Search for the word "canopy" in the entries. Each line that holds it should be copied.

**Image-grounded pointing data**
Segment Open

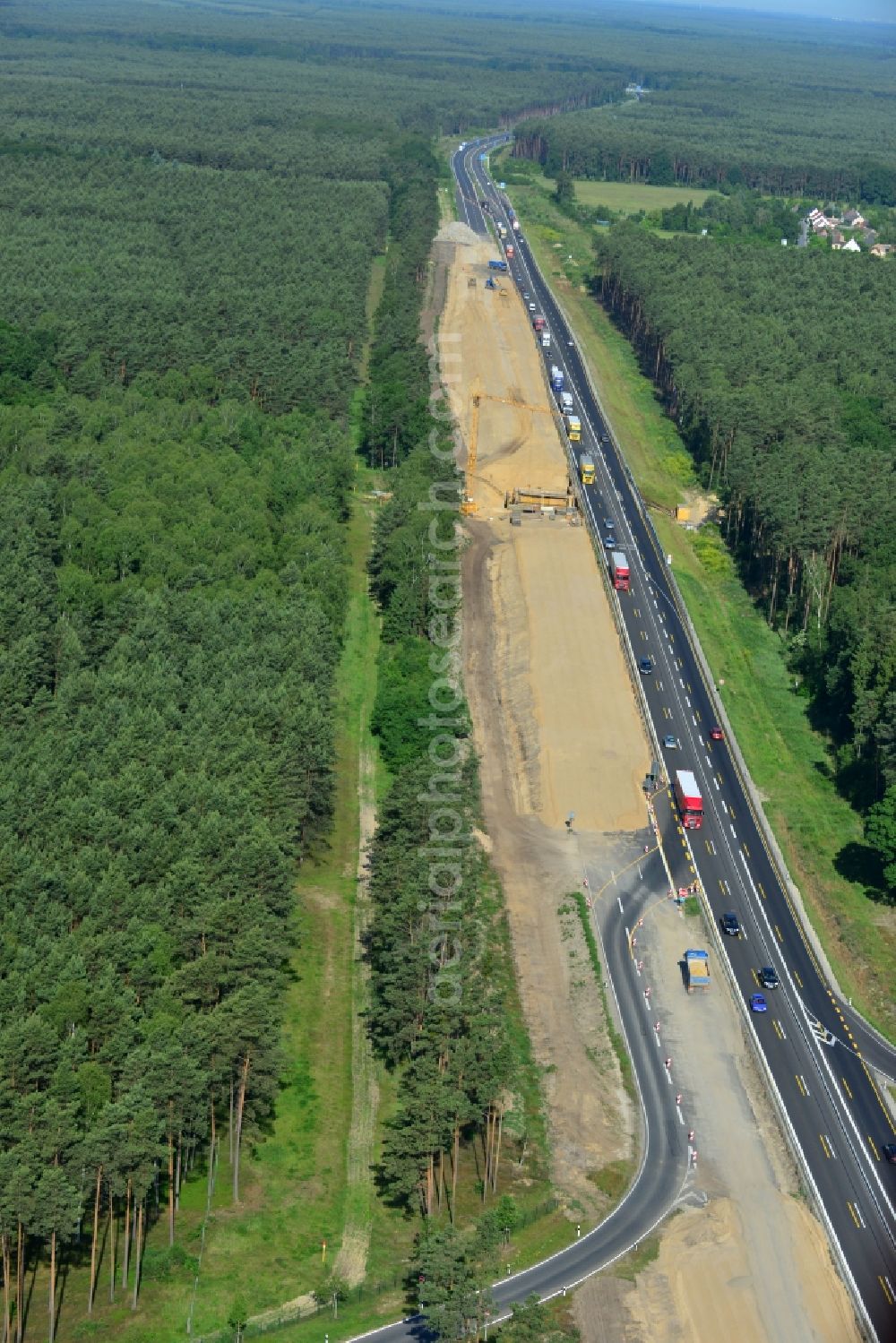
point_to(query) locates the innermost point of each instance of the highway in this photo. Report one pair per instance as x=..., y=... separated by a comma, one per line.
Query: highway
x=664, y=1175
x=815, y=1052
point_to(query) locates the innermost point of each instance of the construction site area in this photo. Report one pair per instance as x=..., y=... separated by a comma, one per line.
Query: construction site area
x=559, y=735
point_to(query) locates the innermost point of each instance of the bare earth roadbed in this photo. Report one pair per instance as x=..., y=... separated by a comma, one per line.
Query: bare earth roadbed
x=557, y=731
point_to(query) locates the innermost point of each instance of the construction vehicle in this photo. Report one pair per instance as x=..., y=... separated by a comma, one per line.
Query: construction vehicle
x=688, y=799
x=619, y=571
x=696, y=970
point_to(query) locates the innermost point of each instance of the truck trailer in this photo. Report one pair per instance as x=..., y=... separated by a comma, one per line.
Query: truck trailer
x=696, y=970
x=619, y=571
x=688, y=799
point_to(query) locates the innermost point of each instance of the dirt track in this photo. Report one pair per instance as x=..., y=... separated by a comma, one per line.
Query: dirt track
x=557, y=731
x=555, y=723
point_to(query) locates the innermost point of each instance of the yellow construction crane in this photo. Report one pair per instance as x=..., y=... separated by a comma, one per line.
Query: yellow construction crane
x=468, y=504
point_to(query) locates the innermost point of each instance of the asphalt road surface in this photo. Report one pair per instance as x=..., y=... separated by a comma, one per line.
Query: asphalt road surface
x=815, y=1049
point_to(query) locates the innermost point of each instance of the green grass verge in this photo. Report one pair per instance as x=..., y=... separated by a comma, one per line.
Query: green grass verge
x=622, y=198
x=616, y=1038
x=788, y=761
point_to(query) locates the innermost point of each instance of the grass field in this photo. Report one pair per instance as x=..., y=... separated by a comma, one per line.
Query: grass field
x=788, y=761
x=622, y=198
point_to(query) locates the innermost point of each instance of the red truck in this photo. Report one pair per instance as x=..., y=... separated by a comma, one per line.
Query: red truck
x=688, y=799
x=619, y=571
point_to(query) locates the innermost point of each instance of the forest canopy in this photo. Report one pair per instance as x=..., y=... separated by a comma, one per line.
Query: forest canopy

Segment Closed

**Exercise result**
point_to(query) locates the innermost point of each instance of the forest canopy in this photo. Report one pair per instance as x=..., y=... separated by a comma, one per line.
Query: forest canopy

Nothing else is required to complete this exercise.